*CONSIGNES*:
- a) Comment l'extrait définit-il la littérature ?
- b) Indiquez si chacune de ces affirmations concorde avec l'extrait, en citant les mots qui tranchent. (i) La tentative de la littérature pour exprimer l'intense finit toujours par réussir. (ii) La formule sur le corps aimé qu'on n'oubliera jamais est attribuée à Jouve. (iii) Nos vies sont gouvernées par des instants foudroyants.

En termes batailliens, avec la dépense. L’art cherche le
“ point d’ébullition ” par quoi la “ sauvage
destinée humaine ” communique avec le cataclysme solaire,
la dépense astrale. Le problème avec la littérature,
c’est-à-dire l’art des mots, c’est que ces intensités
fulgurantes, justement, “ on n’a pas de mots ” pour
les dire. Cela suscite et cela paralyse les mots. Ca vous la coupe, comme
on dit. C’est comme un cri suspendu dans un cauchemar, “ le
Cri ” de Munch. Donc la littérature, me semble-t-il, est
une tentative (toujours ratée, nécessairement) pour exprimer
l’intense, et par exemple ça, en effet, la jouissance, ou
avant la jouissance cette révélation stupéfiante
du corps aimé, “ qu’on n’oubliera jamais même
dans l’au-delà de la mort ”, dit Jouve, ou avant même
la révélation du corps, l’apparition d’un visage,
“ un éclair puis la nuit ”, la passante Baudelairienne,
ou la grâce inouïe d’un genou, d’une cheville,
d’une taille. Ou encore le corps mort, et par exemple la mort du
corps aimé. Horreur, joie extrêmes. Nos vies sont gouvernées
par ça, sous l’empire de ces instants foudroyants. Un des
plus hauts défis que peut s’assigner l’écriture,
oui, c’est d’essayer de rendre compte de cet empire.

*DONNÉES SOURCES*:
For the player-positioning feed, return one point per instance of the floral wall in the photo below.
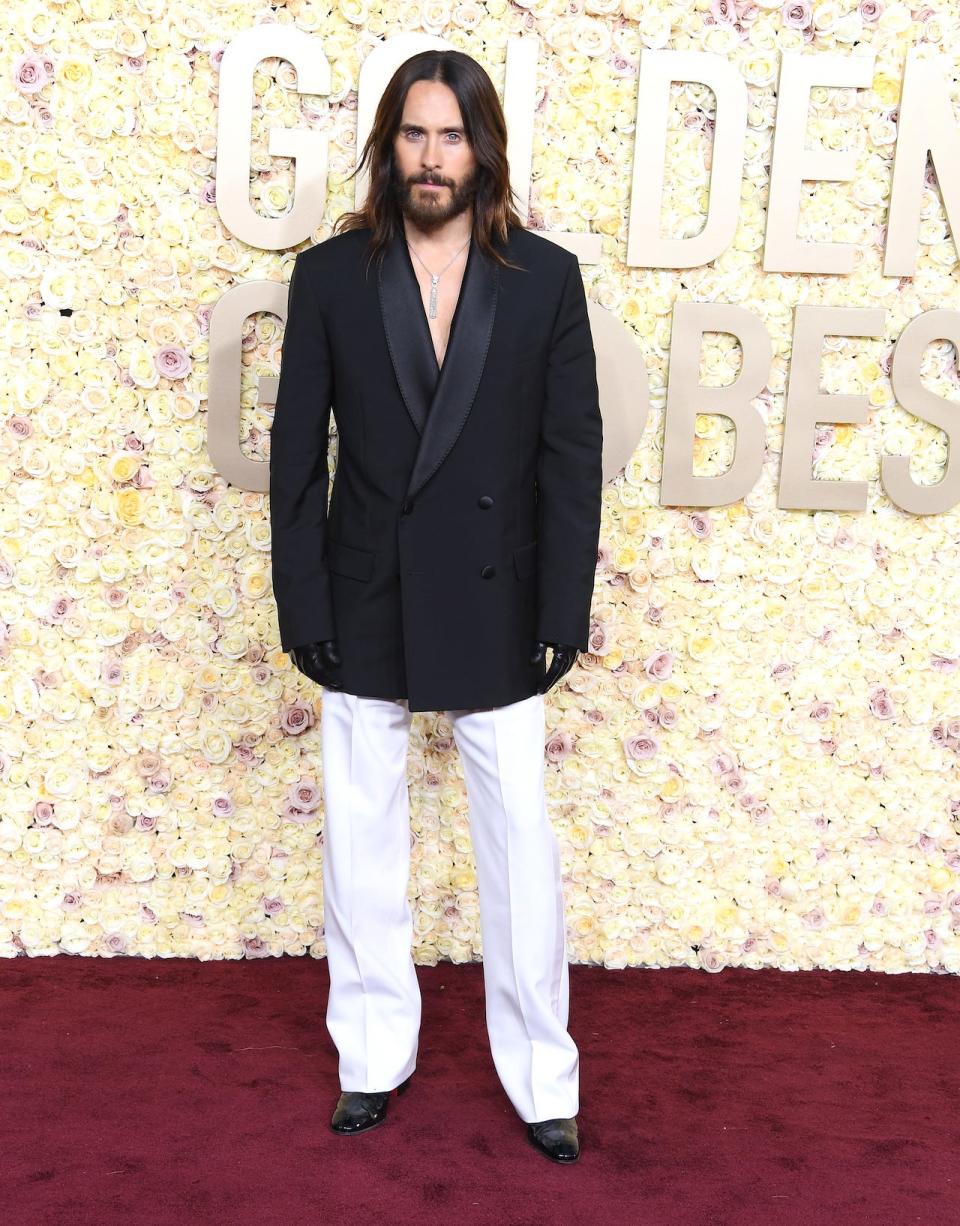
(757, 764)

*CORRIGÉ DES EXERCICES*:
- a) Comme « une tentative (toujours ratée, nécessairement) pour exprimer l’intense ».

- b)
(i) Non : « toujours ratée, nécessairement ».
(ii) Oui : « “ qu’on n’oubliera jamais même dans l’au-delà de la mort ”, dit Jouve ».
(iii) Oui : « Nos vies sont gouvernées par ça, sous l’empire de ces instants foudroyants ».